*Problem requirements*.
Count the lines in the material below that contain the string "finial", treating uppercase and lowercase as different. Reply with the number alone.

*Data supplied*.
********************
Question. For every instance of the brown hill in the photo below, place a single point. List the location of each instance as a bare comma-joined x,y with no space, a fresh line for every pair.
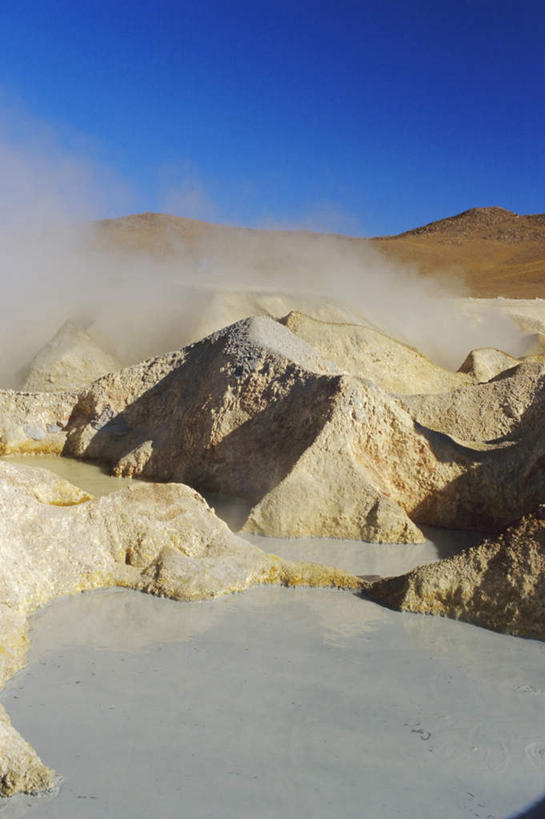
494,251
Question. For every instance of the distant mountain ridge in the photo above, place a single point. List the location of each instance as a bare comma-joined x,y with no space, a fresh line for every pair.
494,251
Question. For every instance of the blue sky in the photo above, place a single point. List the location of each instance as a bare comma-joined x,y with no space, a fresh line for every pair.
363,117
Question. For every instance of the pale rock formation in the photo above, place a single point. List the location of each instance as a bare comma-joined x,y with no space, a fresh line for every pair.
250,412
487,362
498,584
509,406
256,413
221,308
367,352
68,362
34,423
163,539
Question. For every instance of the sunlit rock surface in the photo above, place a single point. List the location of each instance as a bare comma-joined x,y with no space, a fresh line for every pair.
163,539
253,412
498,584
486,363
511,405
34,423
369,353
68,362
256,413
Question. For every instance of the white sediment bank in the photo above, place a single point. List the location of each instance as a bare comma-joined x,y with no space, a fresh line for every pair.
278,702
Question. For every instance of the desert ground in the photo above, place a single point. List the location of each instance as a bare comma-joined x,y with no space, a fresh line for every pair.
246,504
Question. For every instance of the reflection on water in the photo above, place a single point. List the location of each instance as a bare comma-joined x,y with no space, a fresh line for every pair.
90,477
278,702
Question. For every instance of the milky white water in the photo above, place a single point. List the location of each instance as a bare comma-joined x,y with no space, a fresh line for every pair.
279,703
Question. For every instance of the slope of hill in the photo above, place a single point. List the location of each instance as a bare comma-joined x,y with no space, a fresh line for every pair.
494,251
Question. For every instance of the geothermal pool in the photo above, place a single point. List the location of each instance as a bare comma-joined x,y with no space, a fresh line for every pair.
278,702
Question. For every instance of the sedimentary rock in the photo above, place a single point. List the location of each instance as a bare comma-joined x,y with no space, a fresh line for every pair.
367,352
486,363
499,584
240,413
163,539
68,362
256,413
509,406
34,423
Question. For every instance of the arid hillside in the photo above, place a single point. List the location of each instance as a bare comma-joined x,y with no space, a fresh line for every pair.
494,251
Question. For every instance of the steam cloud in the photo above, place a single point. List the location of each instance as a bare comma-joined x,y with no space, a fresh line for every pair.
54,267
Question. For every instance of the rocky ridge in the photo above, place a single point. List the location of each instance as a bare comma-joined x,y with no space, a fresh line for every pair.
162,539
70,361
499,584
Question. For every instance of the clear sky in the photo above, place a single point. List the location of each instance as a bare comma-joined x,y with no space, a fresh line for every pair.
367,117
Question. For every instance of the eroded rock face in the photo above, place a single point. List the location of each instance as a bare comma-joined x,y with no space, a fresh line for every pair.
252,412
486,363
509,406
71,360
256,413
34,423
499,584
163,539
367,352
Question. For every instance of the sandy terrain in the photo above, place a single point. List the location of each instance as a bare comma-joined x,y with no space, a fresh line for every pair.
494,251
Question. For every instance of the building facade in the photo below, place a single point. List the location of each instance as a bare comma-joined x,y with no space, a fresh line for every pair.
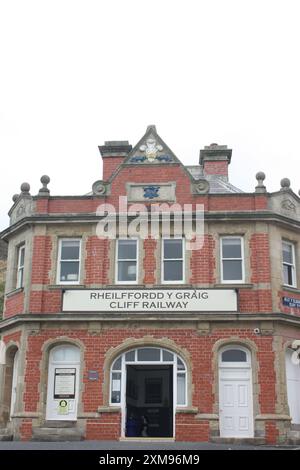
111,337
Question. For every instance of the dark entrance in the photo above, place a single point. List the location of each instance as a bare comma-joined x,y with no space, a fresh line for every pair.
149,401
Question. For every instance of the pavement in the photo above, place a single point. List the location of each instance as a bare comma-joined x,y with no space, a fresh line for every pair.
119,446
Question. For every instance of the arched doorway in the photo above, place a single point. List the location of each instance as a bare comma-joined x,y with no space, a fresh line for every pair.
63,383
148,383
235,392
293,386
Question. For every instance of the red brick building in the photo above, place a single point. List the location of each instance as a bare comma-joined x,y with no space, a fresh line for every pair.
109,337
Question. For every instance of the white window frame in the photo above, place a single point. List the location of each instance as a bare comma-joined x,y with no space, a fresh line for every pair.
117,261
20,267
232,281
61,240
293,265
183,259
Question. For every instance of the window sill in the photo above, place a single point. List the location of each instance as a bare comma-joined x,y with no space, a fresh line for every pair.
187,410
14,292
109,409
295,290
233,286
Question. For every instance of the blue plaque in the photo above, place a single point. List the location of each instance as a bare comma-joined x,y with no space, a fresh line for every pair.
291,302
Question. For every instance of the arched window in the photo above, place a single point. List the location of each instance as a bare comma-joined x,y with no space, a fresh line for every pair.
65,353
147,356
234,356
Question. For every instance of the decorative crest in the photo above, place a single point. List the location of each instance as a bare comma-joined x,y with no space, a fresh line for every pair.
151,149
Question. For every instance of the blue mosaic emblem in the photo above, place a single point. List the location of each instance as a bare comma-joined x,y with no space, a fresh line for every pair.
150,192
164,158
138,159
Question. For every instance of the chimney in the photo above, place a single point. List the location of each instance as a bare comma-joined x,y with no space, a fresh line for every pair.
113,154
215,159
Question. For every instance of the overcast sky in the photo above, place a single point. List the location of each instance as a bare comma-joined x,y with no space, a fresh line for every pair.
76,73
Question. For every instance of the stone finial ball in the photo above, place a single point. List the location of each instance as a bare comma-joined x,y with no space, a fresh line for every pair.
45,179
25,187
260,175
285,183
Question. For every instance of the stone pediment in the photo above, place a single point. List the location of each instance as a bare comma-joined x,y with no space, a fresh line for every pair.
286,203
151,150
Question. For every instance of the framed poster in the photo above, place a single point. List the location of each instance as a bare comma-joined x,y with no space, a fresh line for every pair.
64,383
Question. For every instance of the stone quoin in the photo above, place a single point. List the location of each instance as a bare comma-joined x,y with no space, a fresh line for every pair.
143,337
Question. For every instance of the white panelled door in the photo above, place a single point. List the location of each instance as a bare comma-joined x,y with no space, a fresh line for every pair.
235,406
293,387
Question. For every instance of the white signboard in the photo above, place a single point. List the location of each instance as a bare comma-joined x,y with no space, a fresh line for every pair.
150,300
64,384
********************
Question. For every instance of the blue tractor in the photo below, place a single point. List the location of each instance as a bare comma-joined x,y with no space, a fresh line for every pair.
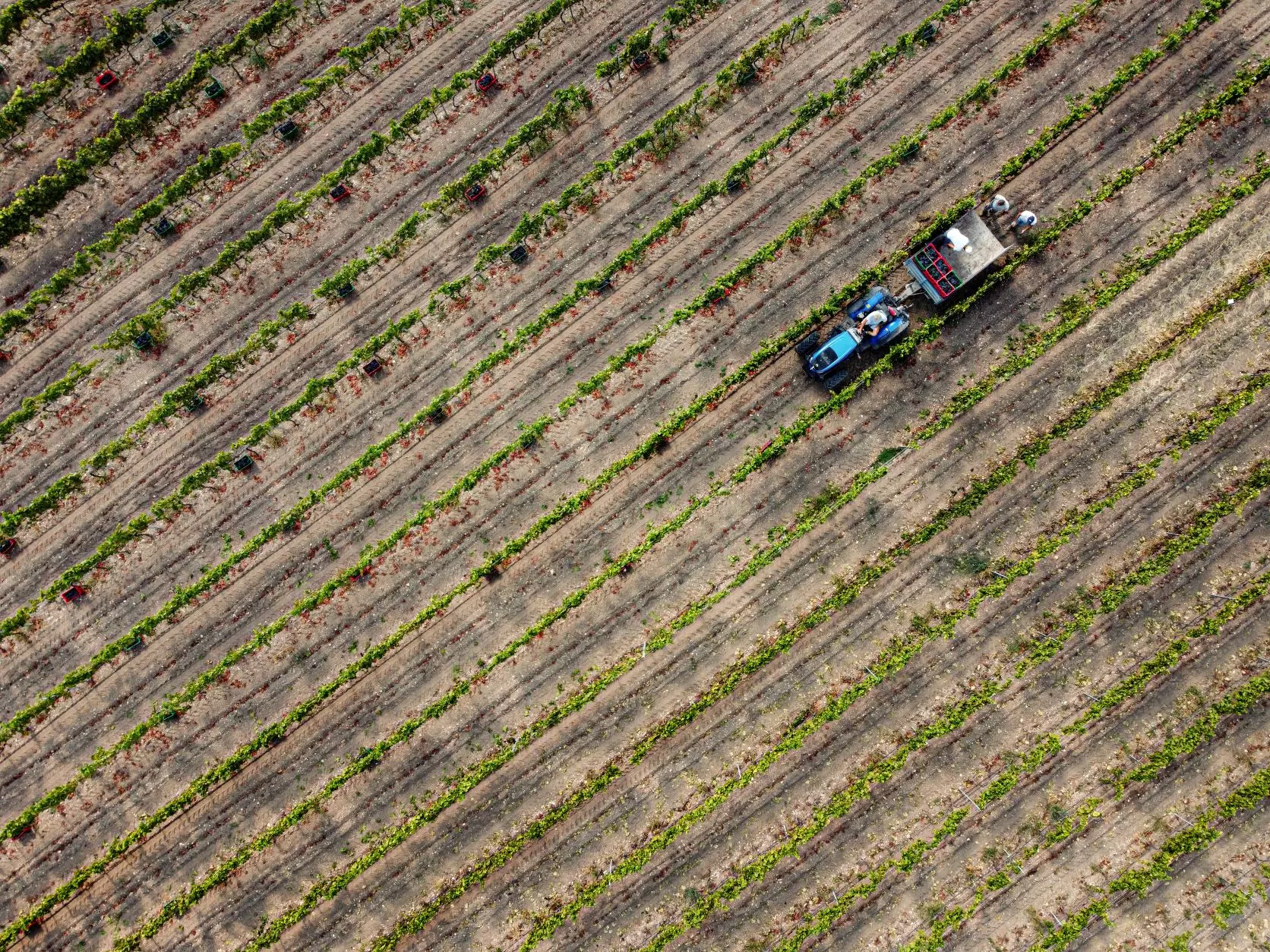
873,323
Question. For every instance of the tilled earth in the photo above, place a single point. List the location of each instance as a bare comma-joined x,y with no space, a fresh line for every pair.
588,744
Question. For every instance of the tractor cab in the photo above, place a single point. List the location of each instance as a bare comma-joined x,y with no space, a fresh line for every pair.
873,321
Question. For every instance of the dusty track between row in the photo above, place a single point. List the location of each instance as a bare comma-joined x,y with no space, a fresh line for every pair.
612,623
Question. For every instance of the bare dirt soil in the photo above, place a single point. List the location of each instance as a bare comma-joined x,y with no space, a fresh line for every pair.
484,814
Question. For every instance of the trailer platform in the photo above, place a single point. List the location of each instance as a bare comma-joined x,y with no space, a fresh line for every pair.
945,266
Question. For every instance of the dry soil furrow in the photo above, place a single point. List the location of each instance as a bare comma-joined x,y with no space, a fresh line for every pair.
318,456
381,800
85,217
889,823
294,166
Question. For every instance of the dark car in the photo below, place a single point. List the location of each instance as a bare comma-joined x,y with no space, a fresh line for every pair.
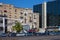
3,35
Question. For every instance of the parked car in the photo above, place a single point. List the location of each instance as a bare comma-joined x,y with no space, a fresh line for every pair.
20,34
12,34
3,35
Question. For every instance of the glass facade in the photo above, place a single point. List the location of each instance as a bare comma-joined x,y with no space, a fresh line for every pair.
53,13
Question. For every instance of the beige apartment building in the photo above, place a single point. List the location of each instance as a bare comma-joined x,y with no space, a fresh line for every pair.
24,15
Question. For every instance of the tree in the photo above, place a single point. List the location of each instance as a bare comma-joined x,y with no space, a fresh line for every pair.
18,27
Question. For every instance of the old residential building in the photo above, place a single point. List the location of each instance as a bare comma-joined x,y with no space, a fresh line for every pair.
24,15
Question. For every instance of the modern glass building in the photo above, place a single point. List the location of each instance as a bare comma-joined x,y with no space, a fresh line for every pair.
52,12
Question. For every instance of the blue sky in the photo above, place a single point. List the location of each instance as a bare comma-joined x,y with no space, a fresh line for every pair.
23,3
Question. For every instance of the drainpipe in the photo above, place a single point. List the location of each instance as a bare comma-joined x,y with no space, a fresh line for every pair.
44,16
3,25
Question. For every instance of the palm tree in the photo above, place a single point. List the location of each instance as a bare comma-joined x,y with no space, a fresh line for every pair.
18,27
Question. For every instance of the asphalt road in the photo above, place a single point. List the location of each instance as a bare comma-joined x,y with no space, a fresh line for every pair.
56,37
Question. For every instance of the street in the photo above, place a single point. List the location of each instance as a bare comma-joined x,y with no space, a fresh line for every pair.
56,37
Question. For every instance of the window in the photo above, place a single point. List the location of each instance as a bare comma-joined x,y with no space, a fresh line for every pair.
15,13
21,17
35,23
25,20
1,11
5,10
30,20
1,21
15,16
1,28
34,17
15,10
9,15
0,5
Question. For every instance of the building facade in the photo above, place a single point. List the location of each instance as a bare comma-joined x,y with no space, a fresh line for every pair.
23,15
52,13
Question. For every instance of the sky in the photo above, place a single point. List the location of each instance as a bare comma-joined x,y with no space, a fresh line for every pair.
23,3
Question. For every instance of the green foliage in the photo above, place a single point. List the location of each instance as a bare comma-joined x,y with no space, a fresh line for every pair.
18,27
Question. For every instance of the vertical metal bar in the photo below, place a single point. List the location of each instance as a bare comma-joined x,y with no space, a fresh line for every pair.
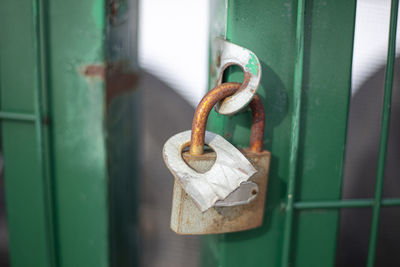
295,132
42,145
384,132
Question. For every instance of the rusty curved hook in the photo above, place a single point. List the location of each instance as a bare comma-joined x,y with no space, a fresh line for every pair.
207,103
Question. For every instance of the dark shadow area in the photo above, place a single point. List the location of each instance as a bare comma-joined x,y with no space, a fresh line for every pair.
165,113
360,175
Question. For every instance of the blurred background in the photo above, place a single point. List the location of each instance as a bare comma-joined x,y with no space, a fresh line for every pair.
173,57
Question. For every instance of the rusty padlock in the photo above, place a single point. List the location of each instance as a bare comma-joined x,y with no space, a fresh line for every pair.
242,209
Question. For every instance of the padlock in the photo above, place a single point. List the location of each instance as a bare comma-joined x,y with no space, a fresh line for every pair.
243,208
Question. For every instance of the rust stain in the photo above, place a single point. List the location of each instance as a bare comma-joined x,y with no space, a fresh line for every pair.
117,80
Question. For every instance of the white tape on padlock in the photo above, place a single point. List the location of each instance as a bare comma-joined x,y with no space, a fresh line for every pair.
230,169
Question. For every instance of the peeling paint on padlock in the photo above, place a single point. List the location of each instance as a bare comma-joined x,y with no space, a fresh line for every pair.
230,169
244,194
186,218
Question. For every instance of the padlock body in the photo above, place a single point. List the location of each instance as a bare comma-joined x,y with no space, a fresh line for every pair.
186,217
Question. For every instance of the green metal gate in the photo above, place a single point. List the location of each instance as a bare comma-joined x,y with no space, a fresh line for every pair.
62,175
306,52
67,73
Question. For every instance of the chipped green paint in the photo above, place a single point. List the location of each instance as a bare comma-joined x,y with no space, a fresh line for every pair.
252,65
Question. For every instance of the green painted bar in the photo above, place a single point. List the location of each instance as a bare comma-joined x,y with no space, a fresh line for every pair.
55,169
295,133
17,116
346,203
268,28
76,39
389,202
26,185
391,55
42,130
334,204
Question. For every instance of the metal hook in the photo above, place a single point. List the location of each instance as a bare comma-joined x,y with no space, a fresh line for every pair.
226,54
********************
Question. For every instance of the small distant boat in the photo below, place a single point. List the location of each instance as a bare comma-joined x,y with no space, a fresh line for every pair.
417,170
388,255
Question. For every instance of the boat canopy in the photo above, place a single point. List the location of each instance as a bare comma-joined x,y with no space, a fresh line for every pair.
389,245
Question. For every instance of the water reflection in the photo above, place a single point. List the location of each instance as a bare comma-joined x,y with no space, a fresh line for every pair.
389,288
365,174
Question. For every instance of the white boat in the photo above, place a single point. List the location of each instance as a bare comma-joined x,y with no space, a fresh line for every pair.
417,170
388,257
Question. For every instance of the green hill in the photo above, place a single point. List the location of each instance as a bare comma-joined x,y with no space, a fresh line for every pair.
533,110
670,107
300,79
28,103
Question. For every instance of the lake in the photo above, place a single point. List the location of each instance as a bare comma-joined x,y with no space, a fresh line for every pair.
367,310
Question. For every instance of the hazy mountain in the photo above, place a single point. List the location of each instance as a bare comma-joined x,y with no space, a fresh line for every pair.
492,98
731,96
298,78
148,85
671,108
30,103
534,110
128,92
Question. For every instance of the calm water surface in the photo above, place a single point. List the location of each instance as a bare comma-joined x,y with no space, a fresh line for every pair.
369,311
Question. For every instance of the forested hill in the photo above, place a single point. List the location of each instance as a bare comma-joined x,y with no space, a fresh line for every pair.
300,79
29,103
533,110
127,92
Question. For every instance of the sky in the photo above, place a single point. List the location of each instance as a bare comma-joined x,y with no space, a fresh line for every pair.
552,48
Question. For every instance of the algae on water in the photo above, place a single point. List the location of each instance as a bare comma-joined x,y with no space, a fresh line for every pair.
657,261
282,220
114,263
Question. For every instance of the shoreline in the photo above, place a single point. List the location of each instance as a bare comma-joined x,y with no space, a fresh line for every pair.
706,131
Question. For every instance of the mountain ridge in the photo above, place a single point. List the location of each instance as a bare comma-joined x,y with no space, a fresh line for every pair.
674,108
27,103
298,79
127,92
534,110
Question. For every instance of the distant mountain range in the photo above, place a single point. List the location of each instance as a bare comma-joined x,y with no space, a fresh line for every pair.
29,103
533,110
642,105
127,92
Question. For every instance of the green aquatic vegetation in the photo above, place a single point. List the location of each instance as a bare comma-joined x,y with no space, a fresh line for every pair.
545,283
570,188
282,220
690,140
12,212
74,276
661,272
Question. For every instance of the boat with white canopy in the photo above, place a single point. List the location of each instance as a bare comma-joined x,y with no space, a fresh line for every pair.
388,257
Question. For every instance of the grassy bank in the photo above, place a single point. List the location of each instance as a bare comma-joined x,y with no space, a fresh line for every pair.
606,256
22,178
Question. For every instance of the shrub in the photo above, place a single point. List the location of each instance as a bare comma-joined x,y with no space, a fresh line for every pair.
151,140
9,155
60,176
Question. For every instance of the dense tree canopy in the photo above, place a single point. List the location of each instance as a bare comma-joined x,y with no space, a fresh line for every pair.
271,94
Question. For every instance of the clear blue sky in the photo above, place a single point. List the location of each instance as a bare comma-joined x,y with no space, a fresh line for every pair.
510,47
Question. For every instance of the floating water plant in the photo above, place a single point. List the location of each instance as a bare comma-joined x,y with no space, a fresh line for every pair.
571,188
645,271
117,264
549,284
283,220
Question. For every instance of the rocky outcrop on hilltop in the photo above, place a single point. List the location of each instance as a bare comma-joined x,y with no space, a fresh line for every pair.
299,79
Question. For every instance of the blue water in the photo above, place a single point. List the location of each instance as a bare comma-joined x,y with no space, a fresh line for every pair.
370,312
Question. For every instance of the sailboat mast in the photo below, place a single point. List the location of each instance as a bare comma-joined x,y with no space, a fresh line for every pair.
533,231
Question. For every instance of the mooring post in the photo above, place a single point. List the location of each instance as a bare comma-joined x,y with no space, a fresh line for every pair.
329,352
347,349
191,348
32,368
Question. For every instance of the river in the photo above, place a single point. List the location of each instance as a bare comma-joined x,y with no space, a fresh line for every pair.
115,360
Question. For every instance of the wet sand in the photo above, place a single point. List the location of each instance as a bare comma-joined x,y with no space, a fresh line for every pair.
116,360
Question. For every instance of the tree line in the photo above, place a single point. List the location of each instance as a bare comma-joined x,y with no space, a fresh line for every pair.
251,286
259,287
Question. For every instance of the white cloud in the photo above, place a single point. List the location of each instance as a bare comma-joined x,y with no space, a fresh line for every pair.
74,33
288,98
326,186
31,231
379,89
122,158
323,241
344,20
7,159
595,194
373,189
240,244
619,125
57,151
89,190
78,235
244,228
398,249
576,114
********************
*Task solution*.
1